* SET TASK 1 *
According to the gcc/ChangeLog entry in the mailing-list thread on vector truncation patterns, which problem report does the patch address?
* SET TASK 2 *
Summarize the mailing-list thread on vector truncation patterns in two sentences.
* SET TASK 3 *
Resume the mailing-list thread on vector truncation patterns from its last line.

* EXTRACT *
:::
Uros Bizjak May 22, 2020, 6:41 a.m. UTC | #5
On Fri, May 22, 2020 at 6:55 AM Hongtao Liu <crazylht@gmail.com> wrote:
>
> On Thu, May 21, 2020 at 7:18 PM Uros Bizjak <ubizjak@gmail.com> wrote:
> >
> > On Thu, May 21, 2020 at 7:35 AM Hongtao Liu <crazylht@gmail.com> wrote:
> > >
> > > On Wed, May 20, 2020 at 11:43 PM Uros Bizjak <ubizjak@gmail.com> wrote:
> > > >
> > > > On Wed, May 20, 2020 at 10:35 AM Hongtao Liu <crazylht@gmail.com> wrote:
> > > > >
> > > > > Hi:
> > > > >   Bootstrap is ok, regression test on i386/x86-64 backend is ok.
> > > > >
> > > > > gcc/ChangeLog:
> > > > >         PR target/92658
> > > > >         * config/i386/sse.md
> > > > >         (trunc<pmov_src_lower><mode>2, truncv32hiv32qi2,
> > > > >         trunc<ssedoublemodelower><mode>2): New expander.
> > > > >
> > > > > gcc/testsuite/ChangeLog:
> > > > >         * gcc.target/i386/pr92658-avx512f.c: New test.
> > > > >         * gcc.target/i386/pr92658-avx512vl.c: Ditto.
> > > > >         * gcc.target/i386/pr92658-avx512bw-trunc.c: Ditto.
> > > >
> > > > There are more conversions to be added. There are:
> > > >
> > > > V2DImode to V2QImode, V2HImode, V2SImode
> > > > V4DImode to V4QImode, V4HImode, V4SImode
> > > > V8DImode to V8QImode, V8HImode, V8SImode
> > > >
> > > > V4SImode to V4QImode, V4HImode
> > > > V8SImode to V8QImode, V8HImode
> > > > V16SImode to V16QImode, V16HImode
> > > >
> > > > V8HImode to V8QImode
> > > > V16HImode to V16QImode
> > > > V32HImode to V32QImode
> > > >
> > > All of them are added
> > >
> > > Vectorization failure: (Add xfail in testcase for them since they need
> > > generic part)
:::
* RECORDED DATA *
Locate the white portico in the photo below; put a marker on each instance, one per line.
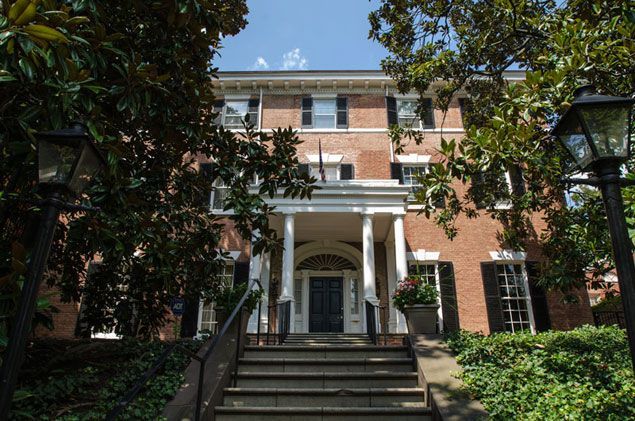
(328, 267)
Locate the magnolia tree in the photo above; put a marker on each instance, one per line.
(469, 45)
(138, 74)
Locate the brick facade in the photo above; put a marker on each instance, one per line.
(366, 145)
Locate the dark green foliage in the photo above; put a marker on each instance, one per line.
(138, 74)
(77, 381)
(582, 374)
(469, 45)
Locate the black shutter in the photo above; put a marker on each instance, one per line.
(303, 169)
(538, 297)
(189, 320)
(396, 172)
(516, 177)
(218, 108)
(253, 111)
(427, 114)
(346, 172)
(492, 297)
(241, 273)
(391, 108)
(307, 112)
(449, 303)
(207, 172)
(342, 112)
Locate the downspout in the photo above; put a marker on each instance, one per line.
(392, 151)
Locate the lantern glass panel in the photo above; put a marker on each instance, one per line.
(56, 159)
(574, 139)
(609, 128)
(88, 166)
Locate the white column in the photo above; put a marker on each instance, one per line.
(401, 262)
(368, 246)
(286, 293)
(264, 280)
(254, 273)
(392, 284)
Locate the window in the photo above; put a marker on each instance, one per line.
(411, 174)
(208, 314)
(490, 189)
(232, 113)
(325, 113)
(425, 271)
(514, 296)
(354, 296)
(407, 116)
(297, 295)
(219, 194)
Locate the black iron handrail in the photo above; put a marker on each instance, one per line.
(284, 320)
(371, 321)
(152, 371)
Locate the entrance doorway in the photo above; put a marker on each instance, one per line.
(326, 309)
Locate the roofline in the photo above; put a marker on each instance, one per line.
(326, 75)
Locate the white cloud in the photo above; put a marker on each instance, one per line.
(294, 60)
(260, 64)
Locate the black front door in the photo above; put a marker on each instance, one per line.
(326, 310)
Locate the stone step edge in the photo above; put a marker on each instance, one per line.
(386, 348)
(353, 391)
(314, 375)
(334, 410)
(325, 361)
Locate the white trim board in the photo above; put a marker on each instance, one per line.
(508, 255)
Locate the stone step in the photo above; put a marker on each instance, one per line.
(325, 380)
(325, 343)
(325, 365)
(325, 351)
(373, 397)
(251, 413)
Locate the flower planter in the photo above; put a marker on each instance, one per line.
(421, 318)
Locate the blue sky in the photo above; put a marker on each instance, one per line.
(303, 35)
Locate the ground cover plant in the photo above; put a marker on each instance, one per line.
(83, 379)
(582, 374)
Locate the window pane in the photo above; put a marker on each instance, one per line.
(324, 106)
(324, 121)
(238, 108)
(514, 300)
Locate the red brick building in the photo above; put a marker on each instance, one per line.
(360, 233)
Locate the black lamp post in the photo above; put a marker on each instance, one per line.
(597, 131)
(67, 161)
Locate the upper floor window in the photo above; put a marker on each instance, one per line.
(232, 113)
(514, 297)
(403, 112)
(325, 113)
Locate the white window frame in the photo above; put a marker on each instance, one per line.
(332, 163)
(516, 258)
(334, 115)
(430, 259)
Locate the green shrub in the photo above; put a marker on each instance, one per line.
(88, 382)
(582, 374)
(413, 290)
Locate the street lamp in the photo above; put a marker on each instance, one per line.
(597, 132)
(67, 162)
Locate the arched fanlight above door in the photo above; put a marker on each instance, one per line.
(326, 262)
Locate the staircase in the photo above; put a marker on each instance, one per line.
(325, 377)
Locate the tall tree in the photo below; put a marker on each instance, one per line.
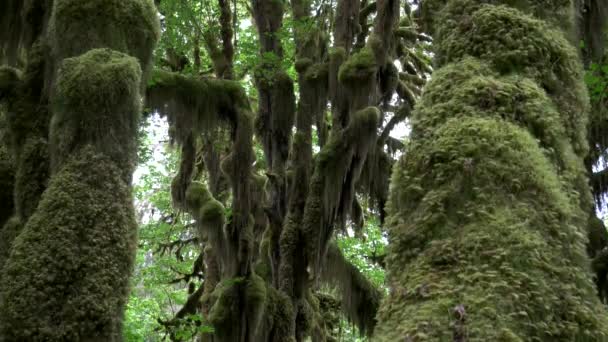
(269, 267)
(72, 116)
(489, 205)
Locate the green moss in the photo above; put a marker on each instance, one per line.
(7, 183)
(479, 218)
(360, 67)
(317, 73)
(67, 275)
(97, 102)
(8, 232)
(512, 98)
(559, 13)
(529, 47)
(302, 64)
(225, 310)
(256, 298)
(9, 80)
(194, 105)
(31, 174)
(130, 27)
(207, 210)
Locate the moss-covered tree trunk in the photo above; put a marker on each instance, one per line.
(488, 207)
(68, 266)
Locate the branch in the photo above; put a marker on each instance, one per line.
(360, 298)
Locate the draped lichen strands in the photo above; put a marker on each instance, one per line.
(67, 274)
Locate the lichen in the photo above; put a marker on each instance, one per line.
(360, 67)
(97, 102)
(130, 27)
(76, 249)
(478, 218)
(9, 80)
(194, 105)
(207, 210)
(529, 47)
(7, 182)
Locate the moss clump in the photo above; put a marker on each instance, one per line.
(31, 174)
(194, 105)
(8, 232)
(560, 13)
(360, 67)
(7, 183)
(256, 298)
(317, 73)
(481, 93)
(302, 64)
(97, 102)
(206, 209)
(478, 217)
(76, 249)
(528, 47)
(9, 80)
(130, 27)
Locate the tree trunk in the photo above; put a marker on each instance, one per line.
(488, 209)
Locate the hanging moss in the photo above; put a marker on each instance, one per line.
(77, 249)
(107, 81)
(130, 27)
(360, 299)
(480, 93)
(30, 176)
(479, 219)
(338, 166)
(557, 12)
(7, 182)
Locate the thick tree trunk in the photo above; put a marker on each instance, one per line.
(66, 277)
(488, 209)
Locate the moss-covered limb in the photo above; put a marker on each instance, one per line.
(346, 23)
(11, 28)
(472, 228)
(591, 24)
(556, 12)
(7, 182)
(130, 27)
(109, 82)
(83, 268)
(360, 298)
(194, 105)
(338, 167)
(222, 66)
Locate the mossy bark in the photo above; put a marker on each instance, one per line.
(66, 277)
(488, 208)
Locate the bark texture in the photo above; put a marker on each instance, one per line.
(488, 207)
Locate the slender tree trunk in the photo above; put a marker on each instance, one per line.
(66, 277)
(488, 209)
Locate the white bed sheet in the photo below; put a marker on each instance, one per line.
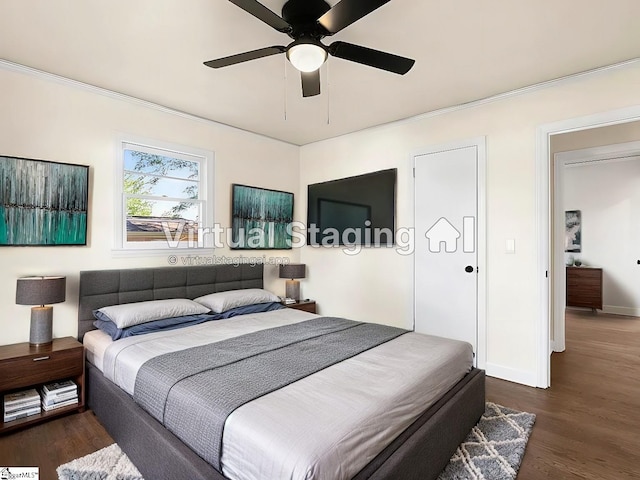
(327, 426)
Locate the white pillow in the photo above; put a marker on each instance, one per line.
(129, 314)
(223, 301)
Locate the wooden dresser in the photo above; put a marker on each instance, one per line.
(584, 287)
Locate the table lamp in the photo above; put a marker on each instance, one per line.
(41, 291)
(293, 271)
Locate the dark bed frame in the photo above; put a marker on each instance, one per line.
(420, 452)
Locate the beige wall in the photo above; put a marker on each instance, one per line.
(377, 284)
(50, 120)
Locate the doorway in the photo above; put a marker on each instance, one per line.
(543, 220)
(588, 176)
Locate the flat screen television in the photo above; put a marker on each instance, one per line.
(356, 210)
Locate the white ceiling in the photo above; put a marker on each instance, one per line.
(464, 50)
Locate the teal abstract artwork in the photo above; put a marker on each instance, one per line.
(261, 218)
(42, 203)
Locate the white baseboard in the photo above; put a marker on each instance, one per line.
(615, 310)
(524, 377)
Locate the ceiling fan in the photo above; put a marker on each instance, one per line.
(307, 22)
:::
* RESPONSE 1 *
PR target/92658.

* RESPONSE 2 *
Hongtao Liu posted a patch that adds new truncation expanders to config/i386/sse.md and three new AVX-512 tests, noting that bootstrap and the i386/x86-64 regression tests were fine. Uros Bizjak listed further vector mode conversions to add, and Liu answered that all of them were added, with an xfail placed in the testcase for vectorization failures because those need a generic part.

* RESPONSE 3 *
> > > V2DImode to V2QImode, V2HImode
> > > V4DImode to V4QImode, V4HImode
> > > V8DImode to V8QImode
> > >
> > > V4SImode to V4QImode, V4HImode
> > > V8SImode to V8QImode
> > >
> > > V8HImode to V8QImode
> > >
> > > Vectorization success:
> > > V2DImode to V2SImode (under TARGET_MMX_WITH_SSE)
> > > V4DImode to V4SImode
> > > V8DImode to V8HImode, V8SImode
> > >
> > > V8SImode to V8HImode
> > > V16SImode to V16QImode, V16HImode
> > >
> > > V32HImode to V32QImode
> > > V16HImode to V16HImode.
> > >
> > >
> > > > Uros.
> > >
> > > Update patch.
> > > Regression test on i386/x86-64 backend is ok, bootstrap is ok.
> > >
> > > gcc/ChangeLog:
> > >         PR target/92658
> > >         * config/i386/sse.md
> > >         (trunc<pmov_src_lower><mode>2): New expander
> > >         (truncv32hiv32qi2): Ditto.
> > >         (trunc<ssedoublemodelower><mode>2): Ditto.
> > >         (trunc<mode><pmov_dst_3>2): Ditto.
> > >         (trunc<mode><pmov_dst_mode_4>2): Ditto.
> > >         (truncv2div2si2): Ditto.
> > >         (truncv8div8qi2): Ditto.
> > >         (avx512f_<code>v8div16qi2): Renaming
> > >         from *avx512f_<code>v8div16qi2.
> > >         (avx512vl_<code>v2div2si): Renaming
> > >         from *avx512vl_<code>v2div2si2.
> > >         (avx512vl_<code><mode>v2<ssecakarnum>qi2): Renaming
> > >         from *avx512vl_<code><mode>v<ssescalarnum>qi2.
> > >
> > > gcc/testsuite/ChangeLog:
> > >         * gcc.target/i386/pr92658-avx512f.c: New test.
> > >         * gcc.target/i386/pr92658-avx512vl.c: Ditto.
> > >         * gcc.target/i386/pr92658-avx512bw-trunc.c: Ditto.
> >
> >
> > +  rtx op = simplify_subreg (V16QImode, operands[0], <pmov_dst_3>mode, 0);
> > +  operands[0] = op ? op : gen_rtx_SUBREG (V16QImode, operands[0], 0);
> >
> > You should use simplify_gen_subreg, without null op fixup:
> >
> > operands[0] = simplify_gen_subreg (V16QImode, operands[0], <pmov_dst_3>mode, 0);
> >
> Changed.
> > +  "TARGET_MMX_WITH_SSE && TARGET_AVX512VL"
> >
> > Do you really need TARGET_MMX_WITH_SSE?  Narrow modes are active even
> > without this flag.
> >
> Changed.

+(define_expand "truncv8div8qi2"
+  [(set (match_operand:V8QI 0 "register_operand")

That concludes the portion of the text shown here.